== Bacaan ==
□ □ □ □ □ □ □
Prediksi cuaca bisa salah dan benar.
Perkembangan ilmu pengetahuan dan teknologi memberikan manfaat yang tak sedikit bagi umat manusia. Kemudahan demi kemudahan pun diperoleh berkat inovasi-inovasi mutakhir. Tak terkecuali terkait prediksi cuaca suatu kawasan untuk keesokan hari.
Seperti apakah cuaca besok kini bisa mudah diketahui lewat prakiraan tersebut. Entah hujan, berawan, cerah, mendung, dan lain sebagainya. Tetapi, capaian ini memunculkan pertanyaan besar tentang boleh tidaknya prakiraan tersebut menurut Islam?
Apakah prediksi cuaca itu termasuk kategori ramalan atau praktik pernujuman yang dilarang agama? Lalu, bolehkah meyakini hasil pembacaan cuaca itu?
Tema ini menyedot perhatian sejumlah cendekiawan dan lembaga fatwa Timur Tengah. Di Yordania, Dar al-Ifta atau lembaga fatwa resmi negara monarki itu menyatakan, para pakar meteorologi, klimatologi, ataupun geofisika memprediksi cuaca berdasarkan pergerakan angin dan awan yang menjadi indikator utama hujan.
Kesemua hal itu merupakan bagian dari hukum Allah SWT atas alam semesta. Jadi, ini tidak dikategorikan sebagai ramalan atau intervensi dalam perkara gaib yang mutlak menjadi hak dan otoritas Tuhan semata.
Namun, upaya yang dilakukan manusia itu dianggap sebagai menghukumi suatu hal sesuai dengan premis atau indikator pendahuluan dengan ragam sebab yang ditentukan oleh Sang Khalik.
Oleh karena itu, lembaga ini menggarisbawahi agar ketika informasi tersebut dirilis, harus dibarengi dengan pemahaman ini sebatas prediksi dan tidak boleh memastikan.
Langkah itu akan lebih bijak dan selaras dengan amanat ilmiah. Apa pun perubahan dan hasil yang akan terjadi nantinya adalah hak otoritatif Tuhan.
Bila tetap memaksakan prediksi tersebut sebagai bentuk kepastian, ini tidak boleh lantaran menyalahi akidah. Islam menekankan, kapankah hujan turun hanya Allah SWT yang mengetahui. Apalagi, fakta juga membuktikan berapa banyak ‘ramalan’ cuaca itu meleset.
Pendapat yang sama juga disampaikan Komite Tetap Kajian dan Fatwa Kerajaan Arab Saudi. Komite ini menetapkan, membaca atau memprediksi arah mata angin, topan, atau prakiraan mendung atau hujan dilakukan dengan mengetahui tanda-tanda kebesaran Allah di muka bumi.
Bagi para pakar, pembacaan itu sebatas prakiraan, bukan kepastian menggunakan rangkaian teori ilmiah, eksperimen, lalu dirilis yang berpotensi benar sekaligus salah di saat bersamaan.
Hukumnya persis dengan ketentuan yang berlaku dalam kasus prediksi waktu terjadinya gerhana matari atau bulan. Dan, ini tidak dianggap intervensi terhadap ranah gaib.
□ □ □ □ □ □ □
== Instruksi 1 ==
Jawab pertanyaan berikut berdasarkan teks tentang prediksi cuaca.
(a) Menurut Dar al-Ifta Yordania, berdasarkan apa para pakar memprediksi cuaca?
(b) Informasi prediksi cuaca yang dirilis harus dibarengi dengan pemahaman apa menurut lembaga fatwa Yordania?
(c) Lembaga apa di Arab Saudi yang menyampaikan pendapat yang sama?
□ □ □ □ □ □ □
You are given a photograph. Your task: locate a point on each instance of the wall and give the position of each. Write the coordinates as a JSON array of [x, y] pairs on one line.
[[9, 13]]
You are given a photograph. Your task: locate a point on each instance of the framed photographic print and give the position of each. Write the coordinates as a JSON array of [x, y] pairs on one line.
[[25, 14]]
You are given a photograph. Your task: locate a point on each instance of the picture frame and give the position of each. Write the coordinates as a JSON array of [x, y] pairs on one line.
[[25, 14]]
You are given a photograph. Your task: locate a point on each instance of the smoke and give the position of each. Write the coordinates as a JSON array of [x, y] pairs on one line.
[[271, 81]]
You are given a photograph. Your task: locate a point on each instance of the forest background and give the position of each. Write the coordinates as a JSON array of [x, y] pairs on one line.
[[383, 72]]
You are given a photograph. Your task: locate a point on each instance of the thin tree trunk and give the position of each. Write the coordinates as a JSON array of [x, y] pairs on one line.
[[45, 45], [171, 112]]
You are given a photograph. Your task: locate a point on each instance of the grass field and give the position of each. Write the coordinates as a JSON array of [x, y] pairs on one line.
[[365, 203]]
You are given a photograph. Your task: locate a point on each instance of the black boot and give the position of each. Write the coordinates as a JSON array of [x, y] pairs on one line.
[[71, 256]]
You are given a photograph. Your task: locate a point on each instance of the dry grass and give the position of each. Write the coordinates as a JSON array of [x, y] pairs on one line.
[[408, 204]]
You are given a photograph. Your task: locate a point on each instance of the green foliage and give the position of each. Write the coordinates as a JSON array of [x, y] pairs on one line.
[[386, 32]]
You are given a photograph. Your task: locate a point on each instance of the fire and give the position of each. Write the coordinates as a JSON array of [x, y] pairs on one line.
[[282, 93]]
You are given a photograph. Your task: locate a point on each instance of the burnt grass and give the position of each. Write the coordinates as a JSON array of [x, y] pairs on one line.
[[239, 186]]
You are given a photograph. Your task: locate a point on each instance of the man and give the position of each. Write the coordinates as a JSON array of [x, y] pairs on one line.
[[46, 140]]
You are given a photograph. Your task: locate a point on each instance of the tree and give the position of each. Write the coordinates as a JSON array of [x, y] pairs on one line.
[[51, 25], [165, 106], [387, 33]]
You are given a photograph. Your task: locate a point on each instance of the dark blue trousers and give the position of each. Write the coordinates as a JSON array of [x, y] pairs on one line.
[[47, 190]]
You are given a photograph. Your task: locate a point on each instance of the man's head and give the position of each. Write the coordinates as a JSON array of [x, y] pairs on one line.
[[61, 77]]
□ □ □ □ □ □ □
== Instruksi 2 ==
Pada catatan, ganti "instance" menjadi "occurrence" dan tulis ulang hanya baris-baris mulai dari baris yang memuat "of the black" hingga baris yang memuat "[[408, 204]]", tanpa perubahan lain.

== Jawaban Lengkap 1 ==
(a) Berdasarkan pergerakan angin dan awan yang menjadi indikator utama hujan.
(b) Bahwa informasi itu sebatas prediksi dan tidak boleh memastikan.
(c) Komite Tetap Kajian dan Fatwa Kerajaan Arab Saudi.

== Jawaban Lengkap 2 ==
You are given a photograph. Your task: locate a point on each occurrence of the black boot and give the position of each. Write the coordinates as a JSON array of [x, y] pairs on one line.
[[71, 256]]
You are given a photograph. Your task: locate a point on each occurrence of the dry grass and give the position of each. Write the coordinates as a JSON array of [x, y] pairs on one line.
[[408, 204]]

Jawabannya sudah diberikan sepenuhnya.